Dataset entries

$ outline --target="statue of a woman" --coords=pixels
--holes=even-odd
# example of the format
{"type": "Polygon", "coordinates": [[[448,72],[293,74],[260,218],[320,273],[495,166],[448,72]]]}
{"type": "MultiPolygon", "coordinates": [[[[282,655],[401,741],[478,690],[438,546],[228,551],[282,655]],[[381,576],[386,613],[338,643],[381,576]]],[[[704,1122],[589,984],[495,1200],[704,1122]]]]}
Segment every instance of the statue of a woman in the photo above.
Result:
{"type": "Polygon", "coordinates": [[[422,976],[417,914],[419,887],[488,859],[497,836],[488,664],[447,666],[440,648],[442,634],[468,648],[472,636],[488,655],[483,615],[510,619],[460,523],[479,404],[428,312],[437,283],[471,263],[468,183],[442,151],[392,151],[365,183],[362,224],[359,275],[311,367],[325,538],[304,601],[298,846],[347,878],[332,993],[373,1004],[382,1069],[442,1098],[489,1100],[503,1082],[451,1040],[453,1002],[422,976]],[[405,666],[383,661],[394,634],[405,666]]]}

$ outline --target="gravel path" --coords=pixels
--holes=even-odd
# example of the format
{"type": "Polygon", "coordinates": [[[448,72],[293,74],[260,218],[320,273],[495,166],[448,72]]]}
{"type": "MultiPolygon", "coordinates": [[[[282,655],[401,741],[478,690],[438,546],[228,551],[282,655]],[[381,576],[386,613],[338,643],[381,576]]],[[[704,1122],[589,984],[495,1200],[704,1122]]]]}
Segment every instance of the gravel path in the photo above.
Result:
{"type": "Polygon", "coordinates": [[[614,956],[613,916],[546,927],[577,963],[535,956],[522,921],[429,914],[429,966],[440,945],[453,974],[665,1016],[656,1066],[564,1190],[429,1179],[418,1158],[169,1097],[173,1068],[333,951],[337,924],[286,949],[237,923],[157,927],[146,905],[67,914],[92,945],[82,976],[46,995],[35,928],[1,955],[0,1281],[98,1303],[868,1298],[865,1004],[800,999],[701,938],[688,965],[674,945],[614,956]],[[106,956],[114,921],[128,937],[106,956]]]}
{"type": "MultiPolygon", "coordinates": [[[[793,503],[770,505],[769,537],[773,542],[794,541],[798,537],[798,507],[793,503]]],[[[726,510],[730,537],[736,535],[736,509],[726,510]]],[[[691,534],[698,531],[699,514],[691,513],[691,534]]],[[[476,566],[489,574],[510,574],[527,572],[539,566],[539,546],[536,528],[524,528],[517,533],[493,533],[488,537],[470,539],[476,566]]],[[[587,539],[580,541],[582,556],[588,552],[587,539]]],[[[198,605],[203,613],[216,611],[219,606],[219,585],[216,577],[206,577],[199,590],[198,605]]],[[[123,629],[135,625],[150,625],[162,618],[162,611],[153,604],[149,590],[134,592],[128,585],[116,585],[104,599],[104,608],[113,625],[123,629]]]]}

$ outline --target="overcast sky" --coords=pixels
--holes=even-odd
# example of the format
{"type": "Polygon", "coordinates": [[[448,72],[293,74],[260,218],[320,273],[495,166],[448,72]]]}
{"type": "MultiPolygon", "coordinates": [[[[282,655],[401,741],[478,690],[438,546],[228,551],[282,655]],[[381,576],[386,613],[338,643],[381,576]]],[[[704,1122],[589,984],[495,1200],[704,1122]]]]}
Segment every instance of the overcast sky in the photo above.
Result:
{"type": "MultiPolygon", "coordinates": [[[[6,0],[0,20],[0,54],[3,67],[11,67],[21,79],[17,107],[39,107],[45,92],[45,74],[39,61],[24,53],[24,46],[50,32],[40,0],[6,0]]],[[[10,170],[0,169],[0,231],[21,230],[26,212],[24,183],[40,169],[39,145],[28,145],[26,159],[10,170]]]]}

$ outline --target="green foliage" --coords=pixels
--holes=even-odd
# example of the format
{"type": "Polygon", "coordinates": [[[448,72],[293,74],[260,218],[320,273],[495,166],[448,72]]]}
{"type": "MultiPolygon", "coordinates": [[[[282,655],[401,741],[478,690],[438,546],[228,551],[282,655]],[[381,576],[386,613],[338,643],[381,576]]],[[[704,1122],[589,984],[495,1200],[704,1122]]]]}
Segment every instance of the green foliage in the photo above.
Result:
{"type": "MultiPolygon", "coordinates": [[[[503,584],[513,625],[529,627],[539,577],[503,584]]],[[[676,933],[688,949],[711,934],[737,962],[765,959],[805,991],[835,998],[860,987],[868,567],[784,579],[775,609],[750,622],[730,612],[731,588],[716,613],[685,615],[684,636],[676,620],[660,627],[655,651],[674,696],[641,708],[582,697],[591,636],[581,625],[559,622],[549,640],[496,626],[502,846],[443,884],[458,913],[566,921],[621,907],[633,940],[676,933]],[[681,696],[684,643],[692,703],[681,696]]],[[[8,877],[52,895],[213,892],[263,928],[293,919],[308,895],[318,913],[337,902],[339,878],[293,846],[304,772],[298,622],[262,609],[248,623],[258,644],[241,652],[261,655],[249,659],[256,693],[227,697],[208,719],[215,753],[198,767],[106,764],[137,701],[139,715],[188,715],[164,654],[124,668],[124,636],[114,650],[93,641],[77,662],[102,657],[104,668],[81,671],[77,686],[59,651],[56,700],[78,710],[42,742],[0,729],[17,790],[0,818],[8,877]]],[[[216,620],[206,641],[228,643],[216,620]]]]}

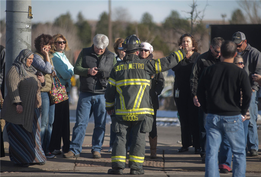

_Problem details_.
Count the lines in the entries above that contain the string "photo", with uppercase and lowercase treated as different. Give only the number.

_Written solution_.
4